| REQUIREMENTS |
Give the listing below again in full, exactly as written.

| MATERIAL SHOWN |

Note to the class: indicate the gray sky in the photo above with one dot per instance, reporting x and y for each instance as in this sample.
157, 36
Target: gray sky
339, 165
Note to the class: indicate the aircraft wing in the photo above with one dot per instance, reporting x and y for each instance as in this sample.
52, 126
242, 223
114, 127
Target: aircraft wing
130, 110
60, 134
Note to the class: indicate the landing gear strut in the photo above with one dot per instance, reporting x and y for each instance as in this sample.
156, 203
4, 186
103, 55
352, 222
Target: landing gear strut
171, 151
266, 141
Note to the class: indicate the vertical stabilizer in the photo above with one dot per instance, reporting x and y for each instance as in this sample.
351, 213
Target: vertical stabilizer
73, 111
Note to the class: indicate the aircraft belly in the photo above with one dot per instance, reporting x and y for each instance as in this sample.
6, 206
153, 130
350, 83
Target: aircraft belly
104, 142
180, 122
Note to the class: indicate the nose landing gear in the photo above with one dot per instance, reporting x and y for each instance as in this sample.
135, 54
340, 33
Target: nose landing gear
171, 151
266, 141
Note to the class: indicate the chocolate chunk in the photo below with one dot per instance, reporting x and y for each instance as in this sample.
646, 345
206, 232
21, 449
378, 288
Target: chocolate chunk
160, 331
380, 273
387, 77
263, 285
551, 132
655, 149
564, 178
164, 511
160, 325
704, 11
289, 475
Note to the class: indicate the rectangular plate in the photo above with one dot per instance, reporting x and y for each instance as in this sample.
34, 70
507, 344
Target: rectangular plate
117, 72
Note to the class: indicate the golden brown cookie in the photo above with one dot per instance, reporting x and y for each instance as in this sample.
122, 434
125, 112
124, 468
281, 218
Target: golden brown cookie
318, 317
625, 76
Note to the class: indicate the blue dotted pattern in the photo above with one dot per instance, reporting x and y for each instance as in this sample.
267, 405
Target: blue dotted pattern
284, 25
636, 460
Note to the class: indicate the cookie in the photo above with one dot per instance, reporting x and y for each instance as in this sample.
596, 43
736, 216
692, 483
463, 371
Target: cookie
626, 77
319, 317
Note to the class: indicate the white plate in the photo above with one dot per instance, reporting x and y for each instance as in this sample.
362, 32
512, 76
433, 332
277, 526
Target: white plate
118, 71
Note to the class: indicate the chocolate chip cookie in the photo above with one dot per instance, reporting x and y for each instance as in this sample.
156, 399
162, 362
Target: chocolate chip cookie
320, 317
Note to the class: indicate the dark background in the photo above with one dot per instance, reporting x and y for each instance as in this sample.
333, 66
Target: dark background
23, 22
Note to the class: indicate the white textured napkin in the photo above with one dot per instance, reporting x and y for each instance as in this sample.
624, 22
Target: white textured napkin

| ANSWER TO THIS PROBLEM |
Note to the class: indicate the gray sky in the photo above with one dot per instance, reporting x and y for each instance as in this sample.
157, 36
Target: gray sky
339, 165
Note to the class: indicate the aircraft wing in the photo above with one dot per instance, reporting x and y for each instance as in this sample.
52, 126
242, 223
114, 127
Target: aircraft wing
130, 110
60, 134
Note to the class: indicate the landing gear strut in the photo above with one dot per instance, reporting x and y for each instance as in this sample.
156, 203
4, 186
103, 55
352, 222
Target: landing gear strut
171, 151
266, 141
Note to the class: indicate the vertical stabilizer in the photo above with one dot per instance, reporting x and y for each instance as in this sample.
351, 213
Target: vertical stabilizer
73, 111
Note to the class: indicate the aircraft belly in the photo above with one dot per instance, reporting x and y for each instance as in this sample.
6, 206
153, 130
350, 83
Target: aircraft belly
104, 142
180, 122
Note to the class: indicate the nose landing gear in the photo above with one dot per instance, reporting x and y for each instance as in this sample.
135, 54
340, 33
Target: nose landing gear
171, 151
266, 141
Note to the class: indicate the chocolate chunk in the photo below with one dot per instance, reporting x and y for each instance as in this sample.
646, 345
206, 232
21, 449
378, 288
Target: chocolate chunk
160, 331
380, 273
387, 77
263, 285
551, 132
655, 149
564, 178
164, 511
160, 325
704, 11
289, 475
Note to the class: indicate the rectangular plate in the photo above with one dot per instance, reporting x and y for each instance as in this sample.
34, 70
507, 344
Target: rectangular plate
117, 72
Note to the class: indicate the golden brown cookie in the photo above with one dot per instance, reporting x and y for each instance as in this sample.
122, 434
125, 112
124, 468
281, 218
Target: golden brown cookie
318, 317
625, 76
Note to the class: indicate the blue dotted pattern in the photo above with one dot per instance, reporting x and y for each instance as in this sample.
267, 405
Target: blue dotted pattern
284, 25
636, 460
Note to the class: indicate the cookie in the photo above with one dot per instance, reporting x and y for each instance as in this sample.
596, 43
736, 216
692, 483
463, 371
Target: cookie
626, 77
319, 317
Note to the class: indicate the white plate in the photo above with one dot per instance, reporting x and y for each instance as in this sample.
362, 32
512, 76
433, 332
277, 526
Target: white plate
118, 71
Note to the class: indicate the chocolate chip cookie in the photo above with one dot per instance, reporting x and y for each instance as in this sample.
156, 399
162, 362
Target: chocolate chip cookie
320, 317
Note to the class: indicate the dark background in the photo above with one dot per instance, reporting x and y for each instance as in this sample.
333, 66
Target: dark background
23, 22
Note to the class: indicate the white textured napkin in the photo above with one dot per instance, reporting x and y for each instance as in this sample.
624, 22
Target: white textured napkin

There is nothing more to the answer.